Work to complete:
Could the data below be retyped exactly, without its pictures?

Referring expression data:
┌──

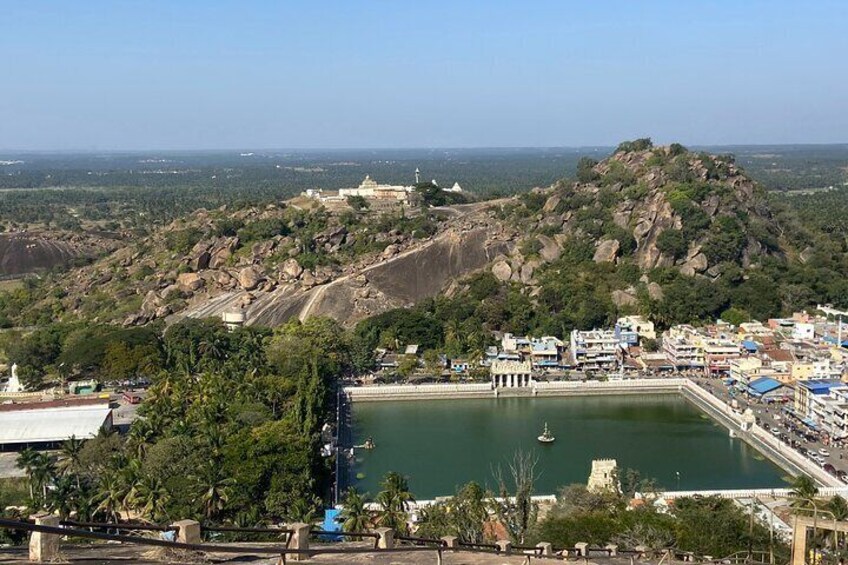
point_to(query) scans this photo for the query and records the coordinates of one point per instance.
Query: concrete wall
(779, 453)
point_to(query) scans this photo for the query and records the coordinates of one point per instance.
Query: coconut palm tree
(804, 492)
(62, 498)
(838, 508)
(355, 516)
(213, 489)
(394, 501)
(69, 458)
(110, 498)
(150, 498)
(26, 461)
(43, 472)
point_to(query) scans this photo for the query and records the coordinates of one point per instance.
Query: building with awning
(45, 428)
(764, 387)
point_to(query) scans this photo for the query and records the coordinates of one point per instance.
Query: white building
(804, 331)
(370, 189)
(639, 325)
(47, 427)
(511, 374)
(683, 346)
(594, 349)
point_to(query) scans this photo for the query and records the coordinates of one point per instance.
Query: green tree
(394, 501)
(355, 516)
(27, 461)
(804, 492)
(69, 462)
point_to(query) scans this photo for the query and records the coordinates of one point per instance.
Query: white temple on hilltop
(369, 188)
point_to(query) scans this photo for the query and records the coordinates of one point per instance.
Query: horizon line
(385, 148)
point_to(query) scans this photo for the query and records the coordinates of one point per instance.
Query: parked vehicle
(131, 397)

└──

Response to the task:
point_to(query) scans this photo for the query and records the coordinates of one point per instance.
Query: concrete wall
(779, 453)
point_to(query) scans this photo for the query and records the coordinates of one point per instance.
Query: coconut palm tree
(804, 492)
(62, 498)
(838, 508)
(355, 516)
(213, 489)
(394, 501)
(69, 458)
(110, 498)
(150, 498)
(26, 461)
(43, 472)
point_to(query) scans this photo for the query and records the coordinates of one point per instance.
Query: building with awning
(45, 428)
(764, 387)
point_to(query) scans this photo for the query and records the coordinates of one point per instance.
Query: white building
(804, 331)
(370, 189)
(639, 325)
(47, 427)
(511, 374)
(683, 346)
(594, 349)
point_to(query) scans this photo for the query and records the coordinates of one point per instance.
Query: green tree
(394, 501)
(355, 516)
(27, 461)
(804, 492)
(69, 462)
point_to(query) scans this photo for the query and records the coordinates of one point per instance.
Query: white temple on hilltop
(369, 188)
point_to(query) scans this photo for the query and records the coordinates of one point per instance.
Query: horizon line
(385, 148)
point_to(query) scans this photo for the query and records the coordinates of one point per instance.
Query: parked vehicle
(131, 397)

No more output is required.